:: GIVEN TASK 1 ::
List every design goal named for enkiTS in the enkiTS article below.
:: GIVEN TASK 2 ::
Answer these from the enkiTS article below:
(a) In what month and year was the tasking system taken out of the Avoyd code-base and made open source?
(b) Under which license was enkiTS released?
(c) In the games industry, what is a task often called?
:: GIVEN TASK 3 ::
Extend the enkiTS article below, picking up right after its final sentence.

:: DOCUMENT PASSAGE ::
* * *

Doug Binks - 22 Aug 2015 - edited 28 Jun 2019
This is the first in a series of articles detailing the inner workings and evolution of the permissively open source multithreading task scheduler enkiTS for C and C++ (including C++ 11). The interface has evolved somewhat since this article, and whilst I've made minor changes to update it, keeping it fully up to date is difficult, so please check out the full code on github.
enkiTS - Code and basic examples for the task scheduler described this article.
enkiTSExamples - Further enkiTS examples adding profiling instrumentation.
If you're writing a compute intensive programming task on consumer hardware, and you want to use as much of the systems resources as possible, then you'll need to consider multithreading on the CPU. There are a number of ways to approach this, but the current gold standard approach for developers who want both simplicity and control is a task scheduler which can handle data-parallelism (in the games industry a task is often referred to as a job). Task parallelism allows you to run different types of computation at the same time, whilst data-parallelism enables you to run the same computation over a set of data across different threads at the same time. Note that I won't consider Single Instruction Multiple Data (SIMD) parallelism here, but if you're doing computations you probably should. Additionally, I won't cover multithreading methods for handling large latency, such as waiting on hard disk or socket transactions.
enkiTS in our game, Avoyd, being profiled using the microprofile and Dear ImGui integration available in enkiTSExamples. This is an old image of the game and the current codebase uses newer enkiTS API features such as priorities and pinned tasks making for a much more complex task graph.
In February of 2015, I extracted the tasking system I implemented for Avoyd from its dependencies on my own code-base, and made it open source under a permissive zlib license - calling it enkiTS (enkisoftware's Task Scheduler). I'd written my own task scheduler because I wanted something lightweight with a simple API. If neither of these is a concern for you, then do check out Intel's Threaded Building Blocks as an excellent solution.
Why simple & lightweight?
Simple API - easy to use, doesn't require reading through reams of documentation, examples or header files to figure out how you're supposed to achieve something with the library.
Lightweight - easy to integrate, understand, modify and port.
Any piece of software which has seen real world use eventually accumulates extra features, system workarounds and legacy API handling sometimes referred to as technical debt but really just technical grease. The goal is to keep these in check as much as possible.
The other goals for enkiTS are:
Fast, then scalable - any approach to multithreading sacrifices some single threaded efficiency to gain scalability on a parallel architecture. enkiTS is designed for consumer systems so concentrates on relatively low numbers of threads whilst remaining as scalable as possible.
Braided parallelism - the task scheduler can issue tasks from another task as well as from the thread which created the Task System.
Zero allocations during scheduling - the task scheduler is up-front allocation friendly, with all task and scheduler allocations able to be made during initialization.

* * *

:: MATERIAL PROVIDED ::
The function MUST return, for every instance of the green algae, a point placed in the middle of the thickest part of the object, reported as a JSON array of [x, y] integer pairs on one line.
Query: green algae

* * *

:: EXPECTED ANSWER 1 ::
Simple API
Lightweight
Fast, then scalable
Braided parallelism
Zero allocations during scheduling

:: EXPECTED ANSWER 2 ::
(a) February 2015
(b) A permissive zlib license
(c) A job

:: EXPECTED ANSWER 3 ::
The fundamental minimum requirements for a task are a function pointer and the address of a running flag which can be used to find out if the task has finished - the task scheduler sets the flag to 1 when the task is started, and 0 when it's finished. Wrapping these up in a simple structure simplifies the interface and using C++ single inheritance makes development easier. A virtual function interface adds only a very slight overhead to a function pointer but makes usage easier (one extra indirection and hence a potential cache miss but against the scheduler overheads this is very small).
This task interface would look like:
struct ITask { virtual void Execute() = 0; std::atomic<int32_t> m_RunningFlag; };
Here the running flag uses the C++11 std::atomic template to ensure any thread checking this value will see a change made to it from another thread with certain order guarantees.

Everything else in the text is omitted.